(ARBEITSDATEN):
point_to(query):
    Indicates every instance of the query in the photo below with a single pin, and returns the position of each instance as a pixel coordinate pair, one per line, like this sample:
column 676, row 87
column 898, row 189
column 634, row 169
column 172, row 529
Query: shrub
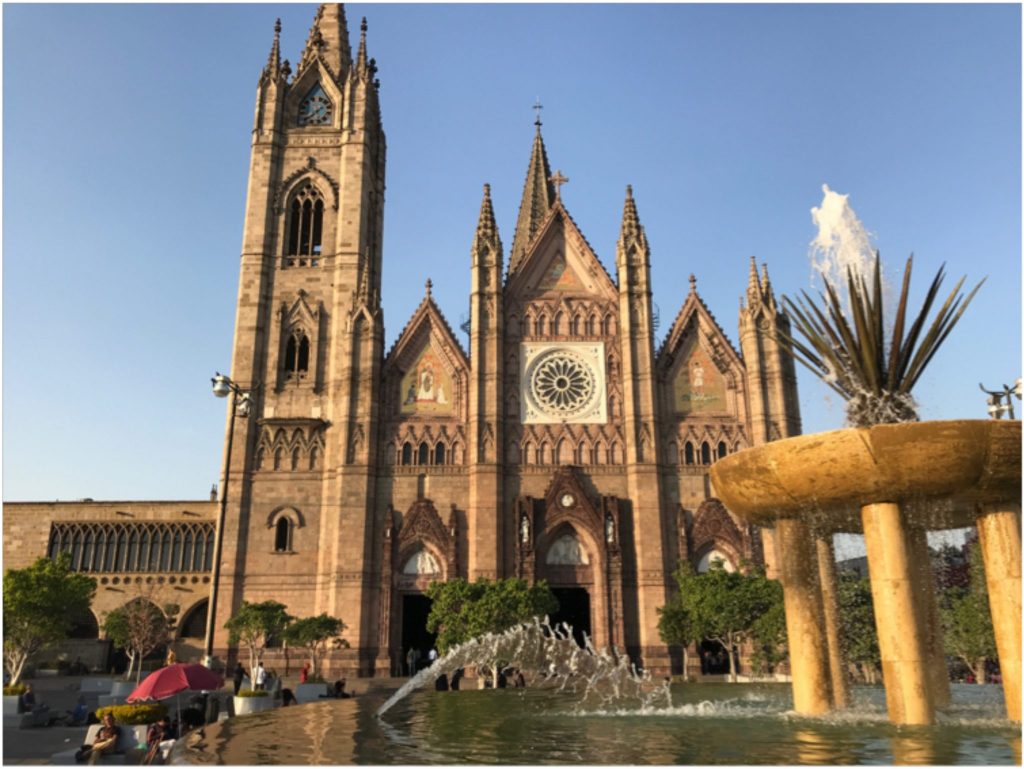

(ERFORDERLICHE ARBEIT): Übertrage bitte alle Datensätze oben Zeile für Zeile in eine Markdown-Tabelle mit den Spalten „Nr.“ und „Zeile“. Leerzeilen und Bilder gehören nicht in die Antwort.

(ANTWORT ZUR AUFGABE):
| Nr. | Zeile |
|---|---|
| 1 | point_to(query): |
| 2 |     Indicates every instance of the query in the photo below with a single pin, and returns the position of each instance as a pixel coordinate pair, one per line, like this sample: |
| 3 | column 676, row 87 |
| 4 | column 898, row 189 |
| 5 | column 634, row 169 |
| 6 | column 172, row 529 |
| 7 | Query: shrub |